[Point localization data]
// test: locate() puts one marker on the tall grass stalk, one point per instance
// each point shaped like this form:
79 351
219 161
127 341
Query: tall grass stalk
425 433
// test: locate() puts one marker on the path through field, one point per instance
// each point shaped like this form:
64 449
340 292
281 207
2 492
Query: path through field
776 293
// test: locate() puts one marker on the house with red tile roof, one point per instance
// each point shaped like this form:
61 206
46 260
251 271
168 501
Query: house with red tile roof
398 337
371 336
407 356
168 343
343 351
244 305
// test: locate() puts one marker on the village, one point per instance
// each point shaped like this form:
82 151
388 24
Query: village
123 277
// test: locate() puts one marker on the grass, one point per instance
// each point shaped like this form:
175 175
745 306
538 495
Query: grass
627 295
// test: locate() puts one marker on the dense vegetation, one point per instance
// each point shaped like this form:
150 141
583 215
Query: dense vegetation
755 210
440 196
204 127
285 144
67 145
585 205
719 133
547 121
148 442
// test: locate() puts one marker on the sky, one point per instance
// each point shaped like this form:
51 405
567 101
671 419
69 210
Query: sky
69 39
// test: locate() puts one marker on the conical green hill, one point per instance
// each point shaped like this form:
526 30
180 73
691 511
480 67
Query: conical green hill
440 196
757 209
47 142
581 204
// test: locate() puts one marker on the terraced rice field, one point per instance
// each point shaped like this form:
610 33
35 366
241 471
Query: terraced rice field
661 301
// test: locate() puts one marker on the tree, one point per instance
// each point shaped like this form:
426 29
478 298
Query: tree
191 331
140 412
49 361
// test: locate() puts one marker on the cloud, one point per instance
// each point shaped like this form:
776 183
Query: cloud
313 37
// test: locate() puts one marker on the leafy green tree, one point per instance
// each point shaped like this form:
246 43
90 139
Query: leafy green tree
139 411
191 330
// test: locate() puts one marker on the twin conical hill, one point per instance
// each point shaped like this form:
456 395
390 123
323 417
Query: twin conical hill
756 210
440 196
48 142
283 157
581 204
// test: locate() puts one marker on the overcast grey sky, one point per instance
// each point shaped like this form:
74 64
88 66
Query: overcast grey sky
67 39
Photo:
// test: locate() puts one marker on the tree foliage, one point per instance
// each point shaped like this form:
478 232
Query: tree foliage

▶ **Problem details**: Write the data out again, verbatim.

▶ **Task response**:
// test: locate() puts one marker on the tall grass stalk, one point per instance
// each point shaped like this form:
79 351
219 161
127 341
Query: tall grass stalk
425 433
// test: locate() puts one marker on the path through field, one point per instance
// each point shaped like this form:
64 449
340 292
281 207
2 492
Query: path through field
776 293
// test: locate() puts one marker on the house with red tile roof, one point per instance
// each point shaped like this form:
61 206
46 260
251 271
168 501
Query: house with red tile roof
398 337
371 336
407 356
168 343
343 351
244 305
// test: locate() puts one marker on the village, one point per instance
// each point shaped like this form:
82 151
388 24
Query: village
123 277
// test: locate() puts one marker on the grass, one point per instance
// each point shaped like this form:
175 175
745 306
538 495
Query: grass
627 295
// test: locate() puts one marker on the dense vegetation, one point per instance
// each point shaped like this form:
150 141
583 215
Query: dense vegetation
755 210
440 196
204 127
285 144
67 145
585 205
719 133
547 121
148 442
// test: locate() puts one marker on the sky, one point per instance
// each point shaped like this form:
51 405
567 101
671 419
69 210
Query: sky
69 39
// test: locate() puts one marker on the conical green hill, one point per instance
// each point shaped like this form:
526 30
180 73
691 511
480 67
Query: conical green hill
440 196
757 209
47 142
581 204
// test: locate() puts one marker on the terraced rice field, one point per instance
// each point shaped like this form:
610 33
35 366
241 471
Query: terraced rice field
661 301
// test: locate() puts one marker on the tree, one point per instance
// each point shaped like this form:
426 29
478 298
Query: tree
191 331
140 412
49 361
// test: locate() puts one marker on the cloud, one point per instance
// each point shaped like this form:
776 183
Query: cloud
313 37
// test: locate() puts one marker on the leafy green tree, one point per instance
// each point shaped like this form:
246 43
90 139
Query: leafy green tree
139 411
191 330
// test: locate() puts one marker on the twin conical hill, one point per instance
// each point shaped like this form:
456 395
390 123
323 417
Query: twin conical hill
756 210
440 196
48 142
283 157
581 204
// test: locate() puts one marker on the overcast grey sky, one point per instance
// each point shaped like this form:
74 64
88 66
Query: overcast grey sky
67 39
Photo:
// test: locate() puts one marker on the tree foliage, one point per instance
// each point shaped like this form:
478 232
Query: tree foliage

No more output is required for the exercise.